- _ТЕКСТ_:
◆ ◆ ◆ ◆
Плоды работы сложились в цельную сферу деятельности: деятельность создания-культивирования-трансляции (во времени и пространстве) духовной практики. Эта многомерная сфера включала и насыщенные интеллектуальные измерения, где были концепты, идеи, методы, техники сознания… – однако не автономные и самоцельные, а строго подчиняемые «единому на потребу»; богатое философское содержание было здесь интегрировано в весьма специфичный синтетический дискурс, крайне далекий от философского. Вследствие этого, отношения этой деятельности Восточнохристианского сознания с философствованием всегда плохо понимались. А отсюда, весьма плохо понимались и отношения с философским дискурсом византийской мысли как таковой. Эти отношения в самом деле не просты, но еще хуже то, что очень долго их сложности не видели, не считали, что их понимание есть проблема. Исток же сложности – разноприродность дискурсов. Давно признали, скажем, иноприродность буддийского дискурса западному, признали, что буддийский дискурс нельзя однозначно перевести в концепты западной мысли. Иноприродность же византийского дискурса не признавали. Меж тем, глубокие основания для нее лежали и в упомянутом уже примате опыта, и в ином, отличном от западного, понимании личности.
На Западе укоренилось понимание личности как индивида, субъекта, юридического лица, восходящее к Древнему Риму и относимое к человеку. На Востоке же укоренилось понимание личности как Божественной Ипостаси, созданное греческими Отцами Церкви, патристикой. В этом понимании, человек личностью не является, но личность должен приобретать; и достигается это в том же процессе духовной практики, в котором человек, меняя себя, восходит к общению и соединению с Богом. Византийская мысль, Восточнохристианский дискурс складывались, включая в себя богословие Отцов Церкви, патристику, и речь о проблемах духовной практики, аскетику; они были синтезом патристики и аскетики. Оба эти элемента твердо стояли на принципе примата духовного опыта, и оба далеко не были философией. Они несли в себе богатое, нетривиальное философское содержание, антропологическое содержание, но, как и в дальневосточных практиках, это содержание было закодировано в дискурс, иноприродный строю западной мысли.
◆ ◆ ◆ ◆
- _МАТЕРИАЛ_:
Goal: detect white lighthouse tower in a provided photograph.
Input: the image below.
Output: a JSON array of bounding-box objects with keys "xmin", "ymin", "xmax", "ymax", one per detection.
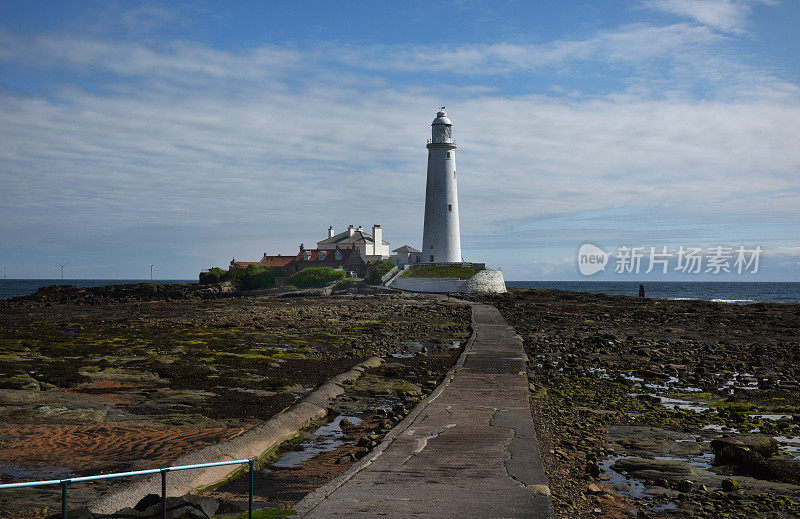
◆ ◆ ◆ ◆
- _ЗАДАНИЕ_: Объясните по тексту о византийской мысли, почему отношения деятельности Восточнохристианского сознания с философствованием всегда плохо понимались. Уложитесь в одно–три предложения. Приведенный материал существует отдельно от текста.

- _ОТВЕТ_: Богатое философское содержание этой деятельности было интегрировано в весьма специфичный синтетический дискурс, крайне далекий от философского. Ее концепты, идеи, методы и техники сознания не были автономными и самоцельными, а строго подчинялись «единому на потребу».